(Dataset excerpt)

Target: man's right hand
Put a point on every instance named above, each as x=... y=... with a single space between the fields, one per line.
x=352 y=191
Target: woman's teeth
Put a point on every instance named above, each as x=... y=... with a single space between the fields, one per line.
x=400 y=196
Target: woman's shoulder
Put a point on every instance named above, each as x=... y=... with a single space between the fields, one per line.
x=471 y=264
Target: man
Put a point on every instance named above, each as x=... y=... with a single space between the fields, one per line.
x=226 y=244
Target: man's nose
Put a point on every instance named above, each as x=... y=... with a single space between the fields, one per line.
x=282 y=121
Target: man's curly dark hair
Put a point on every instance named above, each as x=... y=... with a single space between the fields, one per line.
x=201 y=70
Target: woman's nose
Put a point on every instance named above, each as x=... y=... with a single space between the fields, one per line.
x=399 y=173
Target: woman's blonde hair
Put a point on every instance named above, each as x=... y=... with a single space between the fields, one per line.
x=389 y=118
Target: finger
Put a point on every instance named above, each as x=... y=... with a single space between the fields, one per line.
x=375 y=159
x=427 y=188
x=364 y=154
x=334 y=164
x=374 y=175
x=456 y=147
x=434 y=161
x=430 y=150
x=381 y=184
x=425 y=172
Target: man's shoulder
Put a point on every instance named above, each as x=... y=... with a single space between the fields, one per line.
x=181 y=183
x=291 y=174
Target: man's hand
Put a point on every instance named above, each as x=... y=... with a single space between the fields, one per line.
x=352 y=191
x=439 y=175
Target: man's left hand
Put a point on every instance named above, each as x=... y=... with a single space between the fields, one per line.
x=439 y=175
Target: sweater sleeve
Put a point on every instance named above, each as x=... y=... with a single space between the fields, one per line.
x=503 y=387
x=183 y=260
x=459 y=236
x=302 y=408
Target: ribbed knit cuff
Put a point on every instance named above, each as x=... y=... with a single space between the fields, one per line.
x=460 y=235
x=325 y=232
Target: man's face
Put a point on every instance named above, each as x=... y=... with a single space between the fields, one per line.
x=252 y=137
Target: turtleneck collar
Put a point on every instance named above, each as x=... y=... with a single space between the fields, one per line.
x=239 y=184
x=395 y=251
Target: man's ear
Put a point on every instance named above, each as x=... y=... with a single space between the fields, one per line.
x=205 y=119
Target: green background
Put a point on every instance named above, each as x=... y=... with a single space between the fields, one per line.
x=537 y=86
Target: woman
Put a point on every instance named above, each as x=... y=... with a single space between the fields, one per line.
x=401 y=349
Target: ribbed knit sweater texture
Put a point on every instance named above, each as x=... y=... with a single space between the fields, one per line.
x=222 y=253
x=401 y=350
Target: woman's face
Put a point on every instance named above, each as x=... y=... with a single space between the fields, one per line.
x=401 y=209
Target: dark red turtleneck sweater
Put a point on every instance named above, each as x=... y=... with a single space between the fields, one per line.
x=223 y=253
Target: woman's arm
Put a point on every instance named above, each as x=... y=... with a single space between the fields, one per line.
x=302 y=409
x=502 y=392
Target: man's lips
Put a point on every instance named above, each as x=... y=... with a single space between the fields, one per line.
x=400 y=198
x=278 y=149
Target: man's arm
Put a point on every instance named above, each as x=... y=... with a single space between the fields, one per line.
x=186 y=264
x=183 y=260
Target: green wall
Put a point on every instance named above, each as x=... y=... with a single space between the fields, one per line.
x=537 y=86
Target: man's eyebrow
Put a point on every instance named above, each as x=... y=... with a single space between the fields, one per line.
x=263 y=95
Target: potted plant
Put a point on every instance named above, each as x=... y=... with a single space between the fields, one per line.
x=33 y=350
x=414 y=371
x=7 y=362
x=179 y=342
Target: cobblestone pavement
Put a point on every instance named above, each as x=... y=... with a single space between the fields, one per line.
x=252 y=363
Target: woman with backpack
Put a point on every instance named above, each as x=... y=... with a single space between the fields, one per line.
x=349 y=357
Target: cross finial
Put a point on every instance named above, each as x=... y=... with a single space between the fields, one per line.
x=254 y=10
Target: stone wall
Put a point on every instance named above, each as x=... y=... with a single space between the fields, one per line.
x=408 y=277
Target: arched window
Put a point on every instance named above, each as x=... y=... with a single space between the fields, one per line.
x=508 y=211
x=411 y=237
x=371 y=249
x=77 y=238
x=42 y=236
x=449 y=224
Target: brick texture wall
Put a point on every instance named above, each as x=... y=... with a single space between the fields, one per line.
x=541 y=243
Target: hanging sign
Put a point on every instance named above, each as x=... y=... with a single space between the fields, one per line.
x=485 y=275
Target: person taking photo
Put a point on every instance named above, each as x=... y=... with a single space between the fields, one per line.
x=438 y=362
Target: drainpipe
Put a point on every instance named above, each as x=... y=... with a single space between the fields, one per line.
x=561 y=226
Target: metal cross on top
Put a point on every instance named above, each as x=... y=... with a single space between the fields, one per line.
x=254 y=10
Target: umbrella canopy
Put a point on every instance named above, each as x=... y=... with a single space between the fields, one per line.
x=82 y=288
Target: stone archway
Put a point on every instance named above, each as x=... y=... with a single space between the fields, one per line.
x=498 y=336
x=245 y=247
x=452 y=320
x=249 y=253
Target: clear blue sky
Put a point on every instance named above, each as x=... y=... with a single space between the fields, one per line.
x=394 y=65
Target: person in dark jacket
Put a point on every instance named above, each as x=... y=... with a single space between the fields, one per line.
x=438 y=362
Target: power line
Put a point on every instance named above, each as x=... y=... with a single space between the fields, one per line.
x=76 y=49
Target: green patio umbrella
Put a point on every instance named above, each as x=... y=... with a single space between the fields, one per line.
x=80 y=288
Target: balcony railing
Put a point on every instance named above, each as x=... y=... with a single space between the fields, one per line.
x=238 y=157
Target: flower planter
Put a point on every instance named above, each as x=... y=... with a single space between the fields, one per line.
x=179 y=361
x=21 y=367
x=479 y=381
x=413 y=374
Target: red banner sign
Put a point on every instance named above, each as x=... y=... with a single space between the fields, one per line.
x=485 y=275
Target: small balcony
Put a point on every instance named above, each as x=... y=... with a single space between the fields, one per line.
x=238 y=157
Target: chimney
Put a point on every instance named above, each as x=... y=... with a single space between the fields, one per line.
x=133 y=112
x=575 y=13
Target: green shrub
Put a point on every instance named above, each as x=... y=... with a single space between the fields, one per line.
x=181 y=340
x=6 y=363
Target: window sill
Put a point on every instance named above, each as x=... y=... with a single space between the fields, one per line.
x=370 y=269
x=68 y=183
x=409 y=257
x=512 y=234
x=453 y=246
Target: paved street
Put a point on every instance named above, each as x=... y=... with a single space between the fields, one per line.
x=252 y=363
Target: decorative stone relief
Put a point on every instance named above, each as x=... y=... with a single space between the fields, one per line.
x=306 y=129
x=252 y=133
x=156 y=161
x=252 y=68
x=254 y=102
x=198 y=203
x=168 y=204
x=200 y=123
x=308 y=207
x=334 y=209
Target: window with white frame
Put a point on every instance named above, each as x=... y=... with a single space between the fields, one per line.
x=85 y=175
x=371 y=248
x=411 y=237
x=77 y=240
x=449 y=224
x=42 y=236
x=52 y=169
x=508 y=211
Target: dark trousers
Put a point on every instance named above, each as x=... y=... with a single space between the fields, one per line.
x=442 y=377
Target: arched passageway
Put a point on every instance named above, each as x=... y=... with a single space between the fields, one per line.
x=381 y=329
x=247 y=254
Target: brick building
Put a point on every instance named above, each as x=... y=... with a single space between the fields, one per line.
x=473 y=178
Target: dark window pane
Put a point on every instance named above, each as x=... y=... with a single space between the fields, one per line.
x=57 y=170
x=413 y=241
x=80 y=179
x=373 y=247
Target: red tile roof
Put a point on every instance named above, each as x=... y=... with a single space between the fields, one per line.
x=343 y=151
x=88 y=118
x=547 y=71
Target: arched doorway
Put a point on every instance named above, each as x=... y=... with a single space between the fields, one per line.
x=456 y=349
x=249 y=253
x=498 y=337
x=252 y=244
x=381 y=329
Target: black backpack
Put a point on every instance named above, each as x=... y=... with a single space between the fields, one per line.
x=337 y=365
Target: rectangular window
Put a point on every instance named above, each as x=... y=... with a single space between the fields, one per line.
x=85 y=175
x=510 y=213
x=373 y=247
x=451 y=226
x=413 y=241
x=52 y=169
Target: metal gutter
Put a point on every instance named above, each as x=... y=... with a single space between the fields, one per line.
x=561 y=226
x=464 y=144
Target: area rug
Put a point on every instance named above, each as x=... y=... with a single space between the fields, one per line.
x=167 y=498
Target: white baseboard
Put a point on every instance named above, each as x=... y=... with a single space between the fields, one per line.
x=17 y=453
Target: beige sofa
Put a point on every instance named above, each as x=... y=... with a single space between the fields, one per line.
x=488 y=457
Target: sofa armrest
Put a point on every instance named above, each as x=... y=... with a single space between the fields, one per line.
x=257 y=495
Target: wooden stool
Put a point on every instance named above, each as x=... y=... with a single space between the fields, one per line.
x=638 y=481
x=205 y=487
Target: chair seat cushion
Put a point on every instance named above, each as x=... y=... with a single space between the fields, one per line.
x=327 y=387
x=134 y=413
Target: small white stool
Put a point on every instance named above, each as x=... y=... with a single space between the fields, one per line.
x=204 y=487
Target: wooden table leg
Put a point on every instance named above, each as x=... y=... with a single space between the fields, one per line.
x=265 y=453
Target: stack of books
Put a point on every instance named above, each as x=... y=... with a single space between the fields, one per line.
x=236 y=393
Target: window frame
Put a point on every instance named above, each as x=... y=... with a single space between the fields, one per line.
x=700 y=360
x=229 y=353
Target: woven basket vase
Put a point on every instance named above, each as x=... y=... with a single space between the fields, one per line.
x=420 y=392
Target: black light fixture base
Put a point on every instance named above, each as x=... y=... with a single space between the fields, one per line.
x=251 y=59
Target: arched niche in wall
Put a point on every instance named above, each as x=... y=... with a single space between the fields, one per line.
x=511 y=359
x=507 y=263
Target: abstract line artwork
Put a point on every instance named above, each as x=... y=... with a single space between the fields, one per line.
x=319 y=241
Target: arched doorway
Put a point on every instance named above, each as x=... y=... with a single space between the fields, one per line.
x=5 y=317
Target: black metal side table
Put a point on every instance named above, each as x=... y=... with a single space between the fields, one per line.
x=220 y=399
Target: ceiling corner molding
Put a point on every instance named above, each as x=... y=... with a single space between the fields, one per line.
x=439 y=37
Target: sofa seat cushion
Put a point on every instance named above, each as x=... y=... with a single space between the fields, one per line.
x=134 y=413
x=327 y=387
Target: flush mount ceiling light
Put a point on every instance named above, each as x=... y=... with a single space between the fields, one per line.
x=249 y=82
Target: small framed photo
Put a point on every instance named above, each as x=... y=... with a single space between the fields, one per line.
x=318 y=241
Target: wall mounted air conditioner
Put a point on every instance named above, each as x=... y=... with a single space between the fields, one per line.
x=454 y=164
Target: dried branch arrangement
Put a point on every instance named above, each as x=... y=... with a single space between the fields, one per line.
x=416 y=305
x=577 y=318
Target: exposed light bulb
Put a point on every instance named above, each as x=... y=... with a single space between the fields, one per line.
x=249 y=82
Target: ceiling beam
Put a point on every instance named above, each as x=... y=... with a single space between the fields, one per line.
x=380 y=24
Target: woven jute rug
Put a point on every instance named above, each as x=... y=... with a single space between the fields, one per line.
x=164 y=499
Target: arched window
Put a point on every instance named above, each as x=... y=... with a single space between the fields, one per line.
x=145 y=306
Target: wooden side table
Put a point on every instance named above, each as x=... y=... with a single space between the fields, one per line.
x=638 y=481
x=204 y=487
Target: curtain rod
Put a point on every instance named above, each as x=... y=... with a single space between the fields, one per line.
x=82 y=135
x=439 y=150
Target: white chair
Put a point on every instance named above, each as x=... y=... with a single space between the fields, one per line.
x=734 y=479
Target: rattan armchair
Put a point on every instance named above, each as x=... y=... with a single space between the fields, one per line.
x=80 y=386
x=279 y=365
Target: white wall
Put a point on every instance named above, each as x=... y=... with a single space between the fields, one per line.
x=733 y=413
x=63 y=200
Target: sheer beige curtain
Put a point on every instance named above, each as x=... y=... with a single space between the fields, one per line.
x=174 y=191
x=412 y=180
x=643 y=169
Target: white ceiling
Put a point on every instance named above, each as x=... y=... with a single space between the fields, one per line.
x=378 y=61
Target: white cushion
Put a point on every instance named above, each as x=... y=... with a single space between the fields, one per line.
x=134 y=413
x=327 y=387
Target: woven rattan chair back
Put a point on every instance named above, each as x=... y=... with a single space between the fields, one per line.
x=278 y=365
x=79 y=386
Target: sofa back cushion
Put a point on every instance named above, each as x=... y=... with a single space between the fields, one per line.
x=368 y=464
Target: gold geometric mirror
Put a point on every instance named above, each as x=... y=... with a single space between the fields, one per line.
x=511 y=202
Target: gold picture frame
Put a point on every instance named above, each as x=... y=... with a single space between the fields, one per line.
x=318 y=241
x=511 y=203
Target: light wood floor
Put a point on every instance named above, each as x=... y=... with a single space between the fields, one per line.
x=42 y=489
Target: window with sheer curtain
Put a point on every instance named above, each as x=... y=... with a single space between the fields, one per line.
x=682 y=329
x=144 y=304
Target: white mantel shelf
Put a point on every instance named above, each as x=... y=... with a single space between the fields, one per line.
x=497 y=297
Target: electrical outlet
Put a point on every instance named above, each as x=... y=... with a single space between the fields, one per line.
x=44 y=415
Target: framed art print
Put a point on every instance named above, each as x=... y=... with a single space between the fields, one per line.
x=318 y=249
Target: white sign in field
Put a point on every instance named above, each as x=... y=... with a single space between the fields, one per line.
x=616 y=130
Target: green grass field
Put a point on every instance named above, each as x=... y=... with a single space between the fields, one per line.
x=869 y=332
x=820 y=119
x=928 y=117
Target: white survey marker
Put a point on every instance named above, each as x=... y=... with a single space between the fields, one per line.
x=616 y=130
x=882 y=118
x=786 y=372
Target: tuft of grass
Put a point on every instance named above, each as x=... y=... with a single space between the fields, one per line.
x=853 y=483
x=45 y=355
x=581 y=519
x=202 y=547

* _REQUIRED TASK_: Copy out the rows above verbatim, starting at the line containing "Target: paved street" and ending with the line containing "x=334 y=209", both of those lines included.

* _EXERCISE OUTPUT_:
Target: paved street
Put a point on every instance named above, each as x=... y=... with a single space between the fields, one per line.
x=252 y=363
Target: decorative stone relief
Put a point on every instance named above, each as x=... y=... with a single space between the fields, one per line.
x=306 y=129
x=252 y=133
x=156 y=161
x=252 y=68
x=254 y=102
x=198 y=203
x=168 y=204
x=200 y=123
x=308 y=207
x=334 y=209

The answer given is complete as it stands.